- **PAGE**:
┏━━
Article

Data to Dialogue: Revealing Your Customer's Voice

Maximize the impact of a customer centric approach with data management and analysis.

Does your organization have a strategic approach to utilizing customer data? Organizations routinely collect data, analyze it, and optimize their processes. However, many organizations stop there, missing an opportunity to bolster their understanding of their customers’ needs, wants, expectations, and preferences—also known as the voice of the customer (VoC)—a big part of the customer experience (CX) framework.

While data is the key to understanding the customer journey, there are several reasons why organizations may be missing opportunities to tap into the full potential of their data to build this story.

Missing Data Sources — Each customer’s interaction with your products or services is an opportunity to collect data. Yet missing key metrics that shed light on customer touchpoints, from website analytics to customer survey results, will leave gaps in your CX strategy.

Data Analysis Lens — Some organizations are already collecting the right data, but they are not applying a CX lens when analyzing it. Leveraging a customer-centric approach unlocks additional value from existing data sources.

Organizational Silos — Often, individual business units are already collecting key data and analyzing VoC independently. However, without combining insights across the organization, teams may make decisions based on an incomplete picture of the customer journey.

Consider how easily accessible cross-channel data can help you avoid blind spots in the customer journey. Equipped with a holistic view of your customers, your organization can create a data-driven CX strategy that supports positive experiences, ultimately enabling continuously enhanced products and services that meet your customers’ evolving needs.

 

Identifying the Data

VoC data can be obtained from many sources:

  • Customer feedback through surveys and interviews
  • Direct customer interactions, such as service calls, sales calls, social media conversations, email and chat interactions, online reviews, and forums
  • Transactional data, such as purchase history, support tickets, and call logs
  • Behavioral data related to product usage, application engagement, and web metrics
  • Market studies such as competitive benchmarking, industry white papers, and research

Most organizations have at least one contact center providing opportunities to learn from and improve CX and VoC. These interactions shed light on direct customer feedback, needs, challenges, and anomalies. Contact centers have the potential to serve as a massive data repository of eye-opening insights, including why a customer called, what they called about, whether their issue was resolved, how long it took to resolve the issue, and more. A few questions to consider:

  • Do you currently collect first-call resolution metrics or caller trends?
  • Are you turning those metrics into contact center operational enhancements, or converting them into software improvements or communication strategies?
  • Have you combined contact center data with other sources, like social media metrics, to get a broader perspective of your customer?

While each metric alone is valuable for optimizing contact center operations and service quality, organizations will often benefit from strategically employing a more robust plan. Through qualitative and quantitative data spanning your organization, you can uncover a full picture of your customer’s journey, which allows you to better understand how users engage with your products and services, what is working well, and where you can enhance offerings.
┗━━
- **REQUIRED WORK**: Please explain, based on the article on customer data, why individual business units may make decisions on an incomplete picture of the customer journey. Answer in one to three sentences.

- **DATA SECTION**:
┏━━
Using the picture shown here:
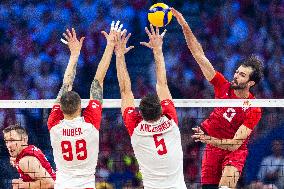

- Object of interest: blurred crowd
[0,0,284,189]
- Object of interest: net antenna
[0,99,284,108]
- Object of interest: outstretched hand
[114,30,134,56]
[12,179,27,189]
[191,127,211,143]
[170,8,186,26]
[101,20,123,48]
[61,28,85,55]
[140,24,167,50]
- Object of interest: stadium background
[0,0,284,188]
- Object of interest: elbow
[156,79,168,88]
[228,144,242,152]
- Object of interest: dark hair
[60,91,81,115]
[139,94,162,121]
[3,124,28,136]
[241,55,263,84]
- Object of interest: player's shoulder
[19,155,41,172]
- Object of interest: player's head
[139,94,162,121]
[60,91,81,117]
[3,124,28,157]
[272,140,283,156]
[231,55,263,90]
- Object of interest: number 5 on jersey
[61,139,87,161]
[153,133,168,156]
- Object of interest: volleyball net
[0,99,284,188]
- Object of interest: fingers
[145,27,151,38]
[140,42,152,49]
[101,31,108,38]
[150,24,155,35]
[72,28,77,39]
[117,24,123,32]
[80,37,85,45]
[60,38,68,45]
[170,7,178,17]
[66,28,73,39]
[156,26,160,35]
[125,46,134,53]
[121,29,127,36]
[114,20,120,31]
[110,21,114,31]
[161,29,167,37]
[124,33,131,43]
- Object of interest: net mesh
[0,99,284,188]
┗━━
┏━━
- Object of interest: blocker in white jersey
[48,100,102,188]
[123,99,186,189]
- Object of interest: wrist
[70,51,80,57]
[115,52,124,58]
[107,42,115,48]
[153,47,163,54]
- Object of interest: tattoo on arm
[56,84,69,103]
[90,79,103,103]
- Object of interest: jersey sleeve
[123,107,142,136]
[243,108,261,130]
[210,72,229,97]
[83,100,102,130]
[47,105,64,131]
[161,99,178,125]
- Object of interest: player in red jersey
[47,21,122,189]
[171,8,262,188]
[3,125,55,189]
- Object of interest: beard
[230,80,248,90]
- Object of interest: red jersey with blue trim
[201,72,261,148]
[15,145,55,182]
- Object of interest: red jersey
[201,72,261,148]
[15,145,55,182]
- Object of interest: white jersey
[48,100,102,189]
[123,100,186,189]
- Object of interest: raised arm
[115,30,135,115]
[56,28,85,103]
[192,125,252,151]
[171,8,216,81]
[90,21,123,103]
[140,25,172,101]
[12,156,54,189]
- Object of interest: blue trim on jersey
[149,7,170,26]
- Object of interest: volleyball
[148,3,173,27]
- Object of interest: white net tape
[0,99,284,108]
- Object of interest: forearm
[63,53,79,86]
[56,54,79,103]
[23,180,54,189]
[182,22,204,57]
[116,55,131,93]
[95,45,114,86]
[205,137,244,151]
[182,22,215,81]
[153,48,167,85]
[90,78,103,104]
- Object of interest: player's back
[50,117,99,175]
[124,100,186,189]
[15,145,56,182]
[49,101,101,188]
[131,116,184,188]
┗━━
- **COMPLETE RESPONSE**: Business units often collect key data and analyze the voice of the customer independently. Without combining those insights across the organization, teams may make decisions based on an incomplete picture of the customer journey.